- Page extract:
== Segment start ==

Winners announced for the 2021 Ideas and Sketches Students Competition with winners in the four international regions: Americas, Asia & Australasia, Europe, Middle East & Africa.

23 February 2022

Reimagining Cities and Towns post-COVID

Between June and December 2021, we organised an Ideas and Sketches Students Competition for students of universities and schools of architecture validated by the RIBA or invited to participate by the RIBA, in the four international regions: Americas, Asia & Australasia, Europe, Middle East & Africa.

Find out more about the competition brief and the submissions requirements.

We received 73 entries from 20 schools (out of 34 participating schools) across the four international regions. The four evaluation panels took place in September and December 2021.

Winners for each region were announced at the Dubai Expo on 23 February 2022

Asia and Australasia region

2061 Pabulum odyssey by Maxwell Lau Ho Chuen, from The University of Hong Kong

2061 Pabulum odyssey

Responding to the frequent ban on eat-in services in restaurants proposed by the government, assuming that human contact is the main source of transmission of viruses, this project is to question, in the next 40 years, whether technology and machines are the solution for people to eat out.

This is a project projecting the age of machine dominance in the future in which pandemic persists and mutation happens very often. What do the machines do with food making, food delivery and food consumption? How do we retain humanities from dine-out experience in machine-dominant society?

Since much of the MTR stations are built underground, resulting in poor ventilation for virus prevention, plus the trend of people working from home. MTR stations are gradually abandoned.

To utilize such a large infrastructural system, and with response to the high working, living density in Kwun Tong, and the relatively large proportion of restaurants in Kwun Tong when compared to other districts, Kwun Tong MTR station is selected as the first prototype to be transformed as drone port to deliver food through drones.

As time passes by, above it, the centralised robotic restaurant tower is built for all the food preparation, cooking processes, together with the eating vessels in which robotic serving system, medical grade filter system, musical system as well as screen projection system for virtual dining are incorporated. Food vessels are placed on the rooftops and seashores in response to sudden curfews.

When compared to Maslow diagram, the tower belongs to the lower part, the essential existence of keeping clean, reducing human contact in the food production industry. The vessels serve on a more spiritual level. It helps us gain back the merit and experience dining in a restaurant. The tower and the eating vessels are serving as inseparable entities.

Prof. Ayman Wanas, Arab Academy for Science, Technology & Maritime Transport, Smart Village Campus, Cairo, Egypt from the Evaluation Panel for Asia & Australasia, commented:

"The idea and theme of the competition was a good choice. It was exciting and inspiring. This is not surprising as the RIBA consistently provides everything that is thrilling for students at every opportunity. Such competitions always convey strong messages and lessons for future architects.

Participation in evaluation committees provides a unique opportunity to listen to others’ opinions and learn about different educational and critical schools from all over the world. I personally enjoy and benefit from participating in such collaborations.

== Segment end ==

- Dataset content:
== Segment start ==

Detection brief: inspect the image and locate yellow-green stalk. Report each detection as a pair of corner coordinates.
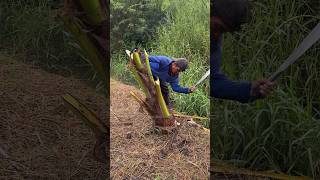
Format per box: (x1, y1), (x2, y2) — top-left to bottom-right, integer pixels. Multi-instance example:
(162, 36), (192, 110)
(62, 16), (109, 83)
(144, 50), (154, 84)
(155, 79), (170, 118)
(129, 66), (150, 97)
(80, 0), (106, 25)
(133, 52), (144, 70)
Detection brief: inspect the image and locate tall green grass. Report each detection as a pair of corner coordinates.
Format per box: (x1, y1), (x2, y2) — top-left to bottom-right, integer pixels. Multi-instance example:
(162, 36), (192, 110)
(211, 0), (320, 178)
(111, 0), (210, 121)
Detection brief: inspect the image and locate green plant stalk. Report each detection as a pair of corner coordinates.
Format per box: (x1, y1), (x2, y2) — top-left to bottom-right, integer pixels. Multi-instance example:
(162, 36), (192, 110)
(144, 50), (154, 85)
(80, 0), (107, 25)
(133, 52), (144, 70)
(155, 79), (170, 118)
(62, 16), (109, 84)
(129, 66), (150, 97)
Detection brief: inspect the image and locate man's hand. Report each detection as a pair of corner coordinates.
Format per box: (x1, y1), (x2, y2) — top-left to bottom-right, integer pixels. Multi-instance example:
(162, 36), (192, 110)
(251, 79), (275, 98)
(189, 86), (196, 93)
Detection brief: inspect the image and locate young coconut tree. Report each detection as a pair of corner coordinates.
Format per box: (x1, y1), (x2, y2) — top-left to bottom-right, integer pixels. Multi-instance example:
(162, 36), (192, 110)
(129, 50), (176, 132)
(61, 0), (110, 163)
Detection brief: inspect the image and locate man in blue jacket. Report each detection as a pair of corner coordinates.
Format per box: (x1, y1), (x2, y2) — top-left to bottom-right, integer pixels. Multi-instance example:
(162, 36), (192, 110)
(210, 0), (274, 103)
(149, 56), (195, 110)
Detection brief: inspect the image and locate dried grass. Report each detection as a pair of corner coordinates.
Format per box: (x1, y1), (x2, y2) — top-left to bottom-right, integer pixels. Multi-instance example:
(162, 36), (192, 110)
(110, 80), (210, 179)
(0, 57), (108, 179)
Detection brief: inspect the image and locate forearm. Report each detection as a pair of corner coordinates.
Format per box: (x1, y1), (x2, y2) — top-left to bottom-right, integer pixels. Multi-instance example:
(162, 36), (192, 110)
(171, 84), (190, 94)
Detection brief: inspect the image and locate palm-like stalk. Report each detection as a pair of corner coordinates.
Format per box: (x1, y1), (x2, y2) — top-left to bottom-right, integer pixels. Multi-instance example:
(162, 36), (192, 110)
(61, 0), (110, 163)
(129, 51), (175, 126)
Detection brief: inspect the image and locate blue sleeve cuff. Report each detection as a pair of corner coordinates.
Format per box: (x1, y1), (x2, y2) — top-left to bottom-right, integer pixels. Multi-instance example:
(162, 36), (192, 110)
(171, 83), (190, 94)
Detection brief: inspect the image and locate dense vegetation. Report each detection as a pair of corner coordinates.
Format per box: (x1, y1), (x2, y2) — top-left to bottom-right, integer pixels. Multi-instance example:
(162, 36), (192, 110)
(211, 0), (320, 178)
(111, 0), (209, 119)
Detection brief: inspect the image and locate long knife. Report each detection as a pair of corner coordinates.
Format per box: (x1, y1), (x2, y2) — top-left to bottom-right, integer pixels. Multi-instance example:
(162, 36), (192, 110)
(269, 23), (320, 81)
(193, 69), (210, 87)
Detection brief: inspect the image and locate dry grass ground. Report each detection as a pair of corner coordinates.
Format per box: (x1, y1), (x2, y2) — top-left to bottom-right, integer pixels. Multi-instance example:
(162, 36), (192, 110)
(110, 80), (210, 179)
(0, 56), (108, 180)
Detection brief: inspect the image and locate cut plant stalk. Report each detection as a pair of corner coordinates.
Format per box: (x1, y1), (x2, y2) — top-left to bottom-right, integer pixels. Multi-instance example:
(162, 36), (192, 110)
(62, 16), (108, 83)
(144, 50), (154, 84)
(133, 52), (144, 71)
(60, 0), (110, 163)
(155, 79), (170, 119)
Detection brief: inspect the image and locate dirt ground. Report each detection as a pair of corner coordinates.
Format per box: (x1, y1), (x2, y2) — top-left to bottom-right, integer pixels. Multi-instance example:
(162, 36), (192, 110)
(110, 80), (210, 179)
(0, 56), (108, 180)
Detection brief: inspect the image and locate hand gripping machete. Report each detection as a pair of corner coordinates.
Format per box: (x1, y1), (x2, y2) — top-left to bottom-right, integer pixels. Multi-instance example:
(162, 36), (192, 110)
(193, 69), (210, 87)
(269, 23), (320, 81)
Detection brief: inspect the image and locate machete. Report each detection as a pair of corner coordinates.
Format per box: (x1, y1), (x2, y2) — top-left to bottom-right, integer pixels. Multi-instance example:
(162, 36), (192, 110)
(269, 23), (320, 81)
(193, 69), (210, 87)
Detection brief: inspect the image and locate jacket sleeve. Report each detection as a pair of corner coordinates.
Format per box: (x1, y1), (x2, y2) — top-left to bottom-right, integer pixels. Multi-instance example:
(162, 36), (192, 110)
(210, 74), (255, 103)
(170, 80), (190, 94)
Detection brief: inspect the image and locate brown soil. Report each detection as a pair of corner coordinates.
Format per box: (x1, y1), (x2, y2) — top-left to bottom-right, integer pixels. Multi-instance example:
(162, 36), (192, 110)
(110, 80), (210, 179)
(0, 56), (108, 179)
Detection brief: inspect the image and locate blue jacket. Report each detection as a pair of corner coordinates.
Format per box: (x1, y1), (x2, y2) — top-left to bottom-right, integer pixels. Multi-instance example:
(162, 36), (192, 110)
(210, 36), (253, 103)
(149, 56), (189, 94)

== Segment end ==

- Questions on the material:
a – Translate this sentence from the competition announcement into Spanish: "We received 73 entries from 20 schools (out of 34 participating schools) across the four international regions."
b – According to the competition announcement, which station was chosen as the first prototype to become a drone port for delivering food?

- Solutions for each task:
a – Recibimos 73 propuestas de 20 escuelas (de un total de 34 escuelas participantes) en las cuatro regiones internacionales.

b – Kwun Tong MTR station.